_Task directions:_ From the entries below, gather every line containing the string "marker".

Photo-based referring expression data
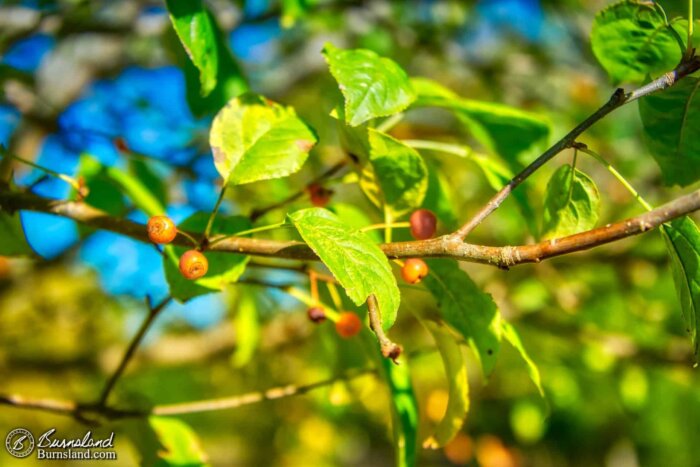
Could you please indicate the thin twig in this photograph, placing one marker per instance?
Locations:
(389, 348)
(258, 213)
(84, 413)
(253, 397)
(618, 99)
(135, 342)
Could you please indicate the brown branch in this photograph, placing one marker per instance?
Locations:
(618, 99)
(389, 348)
(135, 342)
(447, 246)
(253, 397)
(89, 413)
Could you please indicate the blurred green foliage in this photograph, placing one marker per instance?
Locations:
(603, 326)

_Exercise result:_
Could you please indicate the thin twig in this photograph, placing one marker per instance?
Could you please indicate the brown branch in this photograph, placing one marker per instance?
Could you please indicate the blurred green foliage in this photograph, placing one marker per instance?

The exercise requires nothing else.